**Given instruction:**
Select every line of the entries below that contains the word "hazy", and copy each one.

..............................

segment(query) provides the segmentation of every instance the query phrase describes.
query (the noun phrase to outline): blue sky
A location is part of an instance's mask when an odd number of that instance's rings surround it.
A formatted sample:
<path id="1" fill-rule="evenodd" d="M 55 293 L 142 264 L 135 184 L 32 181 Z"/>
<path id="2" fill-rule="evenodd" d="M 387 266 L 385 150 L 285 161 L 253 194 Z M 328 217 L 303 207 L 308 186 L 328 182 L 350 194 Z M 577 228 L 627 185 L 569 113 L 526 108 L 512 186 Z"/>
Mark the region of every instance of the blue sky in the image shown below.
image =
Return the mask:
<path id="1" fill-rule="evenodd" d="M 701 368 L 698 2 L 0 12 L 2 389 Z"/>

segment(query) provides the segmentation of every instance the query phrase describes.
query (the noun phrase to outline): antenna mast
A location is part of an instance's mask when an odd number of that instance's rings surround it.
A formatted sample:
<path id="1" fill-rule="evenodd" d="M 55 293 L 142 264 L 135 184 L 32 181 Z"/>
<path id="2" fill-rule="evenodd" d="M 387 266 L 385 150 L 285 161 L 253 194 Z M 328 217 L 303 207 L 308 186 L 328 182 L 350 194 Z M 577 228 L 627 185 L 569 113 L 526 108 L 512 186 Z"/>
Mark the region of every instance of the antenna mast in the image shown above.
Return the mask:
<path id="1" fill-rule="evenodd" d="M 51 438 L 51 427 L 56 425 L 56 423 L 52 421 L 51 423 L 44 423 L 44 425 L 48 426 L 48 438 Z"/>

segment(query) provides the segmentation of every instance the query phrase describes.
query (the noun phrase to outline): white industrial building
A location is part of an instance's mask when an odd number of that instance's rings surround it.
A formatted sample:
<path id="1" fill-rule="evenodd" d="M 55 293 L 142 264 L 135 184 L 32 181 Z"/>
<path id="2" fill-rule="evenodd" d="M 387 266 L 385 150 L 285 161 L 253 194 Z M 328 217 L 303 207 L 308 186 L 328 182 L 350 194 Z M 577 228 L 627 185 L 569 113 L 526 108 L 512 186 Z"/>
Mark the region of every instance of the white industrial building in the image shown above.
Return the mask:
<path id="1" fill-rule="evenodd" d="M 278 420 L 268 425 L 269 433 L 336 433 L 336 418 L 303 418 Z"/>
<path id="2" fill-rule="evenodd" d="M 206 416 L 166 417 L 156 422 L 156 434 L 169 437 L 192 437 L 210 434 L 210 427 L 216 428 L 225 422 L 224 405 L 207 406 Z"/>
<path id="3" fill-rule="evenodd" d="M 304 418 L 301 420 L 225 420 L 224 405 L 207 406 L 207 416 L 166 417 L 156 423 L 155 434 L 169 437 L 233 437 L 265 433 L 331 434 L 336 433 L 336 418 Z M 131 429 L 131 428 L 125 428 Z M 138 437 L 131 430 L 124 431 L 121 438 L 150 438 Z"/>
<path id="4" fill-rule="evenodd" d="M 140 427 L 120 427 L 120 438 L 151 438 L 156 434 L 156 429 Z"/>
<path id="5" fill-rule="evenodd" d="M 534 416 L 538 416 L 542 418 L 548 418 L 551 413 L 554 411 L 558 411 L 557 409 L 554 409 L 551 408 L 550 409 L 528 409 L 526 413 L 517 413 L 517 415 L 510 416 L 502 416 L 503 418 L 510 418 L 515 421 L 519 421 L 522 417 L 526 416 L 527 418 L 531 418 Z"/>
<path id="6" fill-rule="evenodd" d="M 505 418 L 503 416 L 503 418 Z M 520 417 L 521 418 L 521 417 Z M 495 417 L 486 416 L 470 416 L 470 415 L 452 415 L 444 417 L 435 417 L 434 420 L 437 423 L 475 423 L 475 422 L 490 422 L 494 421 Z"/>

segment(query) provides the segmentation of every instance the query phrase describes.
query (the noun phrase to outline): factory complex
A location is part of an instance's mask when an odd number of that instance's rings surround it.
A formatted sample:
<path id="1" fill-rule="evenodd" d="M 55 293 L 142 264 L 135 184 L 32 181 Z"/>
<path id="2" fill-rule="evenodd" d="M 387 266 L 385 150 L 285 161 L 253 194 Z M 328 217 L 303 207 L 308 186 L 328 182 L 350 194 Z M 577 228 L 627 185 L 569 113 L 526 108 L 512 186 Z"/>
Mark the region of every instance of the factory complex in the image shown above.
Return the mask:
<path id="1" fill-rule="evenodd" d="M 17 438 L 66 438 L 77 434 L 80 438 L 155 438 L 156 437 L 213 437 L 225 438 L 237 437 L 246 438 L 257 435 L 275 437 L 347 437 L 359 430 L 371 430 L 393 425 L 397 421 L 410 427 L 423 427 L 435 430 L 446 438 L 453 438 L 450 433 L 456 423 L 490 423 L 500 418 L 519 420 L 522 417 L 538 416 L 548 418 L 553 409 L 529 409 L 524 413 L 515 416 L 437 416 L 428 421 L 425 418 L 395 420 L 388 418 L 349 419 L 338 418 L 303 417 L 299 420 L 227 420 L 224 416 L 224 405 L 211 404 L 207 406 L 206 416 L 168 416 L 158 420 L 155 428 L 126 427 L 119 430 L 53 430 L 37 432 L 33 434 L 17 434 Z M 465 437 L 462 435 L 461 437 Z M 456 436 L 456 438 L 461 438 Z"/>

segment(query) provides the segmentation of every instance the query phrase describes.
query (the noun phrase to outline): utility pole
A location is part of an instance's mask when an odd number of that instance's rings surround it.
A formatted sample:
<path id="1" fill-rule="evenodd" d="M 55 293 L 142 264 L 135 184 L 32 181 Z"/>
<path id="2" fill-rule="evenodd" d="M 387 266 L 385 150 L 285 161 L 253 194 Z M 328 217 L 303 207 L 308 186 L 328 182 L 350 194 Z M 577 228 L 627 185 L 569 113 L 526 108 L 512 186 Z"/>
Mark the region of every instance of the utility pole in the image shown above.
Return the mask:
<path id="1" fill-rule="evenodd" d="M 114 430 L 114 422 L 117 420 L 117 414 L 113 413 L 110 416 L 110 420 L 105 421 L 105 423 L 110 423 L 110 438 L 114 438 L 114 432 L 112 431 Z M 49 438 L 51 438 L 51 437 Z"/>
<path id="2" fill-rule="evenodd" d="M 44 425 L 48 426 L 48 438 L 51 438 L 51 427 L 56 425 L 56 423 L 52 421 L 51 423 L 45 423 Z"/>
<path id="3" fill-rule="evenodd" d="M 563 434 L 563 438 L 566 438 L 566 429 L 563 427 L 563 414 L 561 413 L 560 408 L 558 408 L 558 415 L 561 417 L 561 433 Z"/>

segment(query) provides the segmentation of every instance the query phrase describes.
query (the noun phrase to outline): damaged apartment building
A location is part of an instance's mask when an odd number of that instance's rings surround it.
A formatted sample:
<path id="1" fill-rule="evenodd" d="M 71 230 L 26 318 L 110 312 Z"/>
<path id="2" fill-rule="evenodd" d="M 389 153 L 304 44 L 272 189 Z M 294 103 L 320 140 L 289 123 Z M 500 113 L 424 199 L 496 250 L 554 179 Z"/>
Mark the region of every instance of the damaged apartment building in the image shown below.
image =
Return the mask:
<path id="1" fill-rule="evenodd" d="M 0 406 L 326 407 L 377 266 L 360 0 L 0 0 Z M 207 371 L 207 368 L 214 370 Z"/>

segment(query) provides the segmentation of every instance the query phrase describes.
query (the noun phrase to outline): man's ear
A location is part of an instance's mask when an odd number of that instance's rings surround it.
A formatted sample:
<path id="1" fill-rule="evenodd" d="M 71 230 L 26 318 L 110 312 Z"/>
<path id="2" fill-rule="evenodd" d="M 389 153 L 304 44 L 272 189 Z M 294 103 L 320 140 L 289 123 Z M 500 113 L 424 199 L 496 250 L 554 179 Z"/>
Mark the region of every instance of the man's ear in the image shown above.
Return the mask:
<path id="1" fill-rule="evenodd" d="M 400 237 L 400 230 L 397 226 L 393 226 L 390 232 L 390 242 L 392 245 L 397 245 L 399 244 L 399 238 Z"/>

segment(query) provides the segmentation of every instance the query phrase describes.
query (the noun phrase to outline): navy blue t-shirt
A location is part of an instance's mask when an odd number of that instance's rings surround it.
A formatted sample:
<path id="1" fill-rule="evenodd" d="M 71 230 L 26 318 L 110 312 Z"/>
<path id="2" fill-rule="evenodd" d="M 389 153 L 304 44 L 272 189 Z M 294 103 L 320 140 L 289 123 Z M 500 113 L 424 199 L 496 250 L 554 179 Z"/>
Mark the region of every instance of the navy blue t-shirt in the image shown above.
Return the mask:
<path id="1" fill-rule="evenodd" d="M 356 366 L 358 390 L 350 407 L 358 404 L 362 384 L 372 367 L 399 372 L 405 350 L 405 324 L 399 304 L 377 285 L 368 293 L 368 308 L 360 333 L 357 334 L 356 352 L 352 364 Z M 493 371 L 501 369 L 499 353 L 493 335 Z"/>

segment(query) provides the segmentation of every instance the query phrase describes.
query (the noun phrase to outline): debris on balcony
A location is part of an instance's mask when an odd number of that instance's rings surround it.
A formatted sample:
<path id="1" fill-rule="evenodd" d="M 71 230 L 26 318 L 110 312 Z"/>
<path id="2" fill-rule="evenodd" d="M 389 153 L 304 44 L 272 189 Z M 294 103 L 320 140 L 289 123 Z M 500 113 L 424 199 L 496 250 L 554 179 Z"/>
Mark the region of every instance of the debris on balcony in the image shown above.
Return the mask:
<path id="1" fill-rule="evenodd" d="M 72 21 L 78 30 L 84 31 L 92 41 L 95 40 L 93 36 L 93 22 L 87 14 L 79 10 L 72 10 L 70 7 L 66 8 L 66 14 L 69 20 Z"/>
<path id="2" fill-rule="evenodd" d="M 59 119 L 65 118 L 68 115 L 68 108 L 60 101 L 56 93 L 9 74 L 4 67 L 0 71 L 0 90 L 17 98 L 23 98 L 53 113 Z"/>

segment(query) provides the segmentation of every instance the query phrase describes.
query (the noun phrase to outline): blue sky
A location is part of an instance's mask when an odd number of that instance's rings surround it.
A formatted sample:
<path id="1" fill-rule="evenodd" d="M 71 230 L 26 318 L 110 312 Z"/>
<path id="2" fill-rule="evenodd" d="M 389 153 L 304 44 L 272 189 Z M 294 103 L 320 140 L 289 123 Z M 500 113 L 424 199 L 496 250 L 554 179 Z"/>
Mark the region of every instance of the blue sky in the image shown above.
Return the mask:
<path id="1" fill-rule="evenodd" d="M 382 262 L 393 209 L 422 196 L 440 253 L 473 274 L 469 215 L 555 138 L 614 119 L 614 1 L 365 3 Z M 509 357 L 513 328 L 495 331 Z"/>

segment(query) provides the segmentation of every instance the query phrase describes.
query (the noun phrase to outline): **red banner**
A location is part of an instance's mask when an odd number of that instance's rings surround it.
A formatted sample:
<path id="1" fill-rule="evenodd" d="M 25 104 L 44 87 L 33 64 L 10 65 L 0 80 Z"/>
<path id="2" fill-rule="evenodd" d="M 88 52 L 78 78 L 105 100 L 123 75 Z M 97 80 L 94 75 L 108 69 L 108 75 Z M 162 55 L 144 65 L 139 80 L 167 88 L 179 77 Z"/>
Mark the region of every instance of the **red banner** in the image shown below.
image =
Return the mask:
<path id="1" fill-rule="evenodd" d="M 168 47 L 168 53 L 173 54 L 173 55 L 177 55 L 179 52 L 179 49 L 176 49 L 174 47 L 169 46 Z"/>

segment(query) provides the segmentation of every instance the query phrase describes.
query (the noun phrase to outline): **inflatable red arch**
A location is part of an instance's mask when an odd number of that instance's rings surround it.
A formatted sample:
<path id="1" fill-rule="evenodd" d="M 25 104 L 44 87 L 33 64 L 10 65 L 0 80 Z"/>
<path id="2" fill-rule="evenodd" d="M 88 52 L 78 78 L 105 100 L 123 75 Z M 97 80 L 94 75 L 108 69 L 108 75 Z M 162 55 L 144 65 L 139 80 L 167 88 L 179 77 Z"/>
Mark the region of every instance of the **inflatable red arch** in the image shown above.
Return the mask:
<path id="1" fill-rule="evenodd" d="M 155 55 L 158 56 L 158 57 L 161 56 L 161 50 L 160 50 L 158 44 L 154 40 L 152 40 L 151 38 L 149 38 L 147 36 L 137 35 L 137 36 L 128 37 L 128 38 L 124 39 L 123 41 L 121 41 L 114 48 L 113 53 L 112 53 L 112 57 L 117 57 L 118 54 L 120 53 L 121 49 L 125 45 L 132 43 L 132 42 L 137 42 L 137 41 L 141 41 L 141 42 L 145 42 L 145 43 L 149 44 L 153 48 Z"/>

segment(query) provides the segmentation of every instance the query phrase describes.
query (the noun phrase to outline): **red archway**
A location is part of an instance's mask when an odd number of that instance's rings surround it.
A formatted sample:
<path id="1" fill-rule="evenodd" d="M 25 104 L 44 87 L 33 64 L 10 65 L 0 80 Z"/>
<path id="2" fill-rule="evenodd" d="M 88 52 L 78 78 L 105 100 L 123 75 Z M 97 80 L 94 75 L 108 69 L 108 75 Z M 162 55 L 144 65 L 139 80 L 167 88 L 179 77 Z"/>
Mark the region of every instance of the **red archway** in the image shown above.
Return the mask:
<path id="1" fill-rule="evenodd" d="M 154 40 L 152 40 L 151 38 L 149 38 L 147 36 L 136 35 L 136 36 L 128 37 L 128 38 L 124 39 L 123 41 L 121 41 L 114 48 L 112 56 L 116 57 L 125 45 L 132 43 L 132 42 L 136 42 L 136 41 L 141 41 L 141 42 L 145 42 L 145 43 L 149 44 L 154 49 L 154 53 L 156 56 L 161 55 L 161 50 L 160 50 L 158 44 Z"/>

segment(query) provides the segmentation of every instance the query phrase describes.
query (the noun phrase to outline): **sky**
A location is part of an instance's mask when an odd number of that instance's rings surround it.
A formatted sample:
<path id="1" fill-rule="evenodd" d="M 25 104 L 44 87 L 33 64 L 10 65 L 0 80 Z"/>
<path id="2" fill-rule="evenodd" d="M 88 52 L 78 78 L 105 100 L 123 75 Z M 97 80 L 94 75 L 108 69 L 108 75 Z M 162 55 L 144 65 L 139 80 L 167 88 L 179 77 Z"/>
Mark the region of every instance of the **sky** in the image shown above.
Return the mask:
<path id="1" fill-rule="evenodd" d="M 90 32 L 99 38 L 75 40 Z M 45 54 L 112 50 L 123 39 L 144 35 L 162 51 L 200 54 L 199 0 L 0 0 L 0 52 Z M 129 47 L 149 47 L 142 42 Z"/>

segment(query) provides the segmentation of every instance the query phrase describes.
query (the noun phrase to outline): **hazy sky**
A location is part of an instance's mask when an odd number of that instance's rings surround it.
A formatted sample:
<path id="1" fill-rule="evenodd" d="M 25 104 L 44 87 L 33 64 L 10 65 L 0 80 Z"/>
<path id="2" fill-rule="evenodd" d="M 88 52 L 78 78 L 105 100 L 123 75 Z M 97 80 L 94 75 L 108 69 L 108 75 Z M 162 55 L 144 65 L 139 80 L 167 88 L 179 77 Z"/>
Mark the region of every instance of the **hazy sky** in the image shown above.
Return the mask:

..............................

**Result of this exercise:**
query (the noun phrase to outline): **hazy sky**
Mark the region of every instance of the **hazy sky** in the image shown above.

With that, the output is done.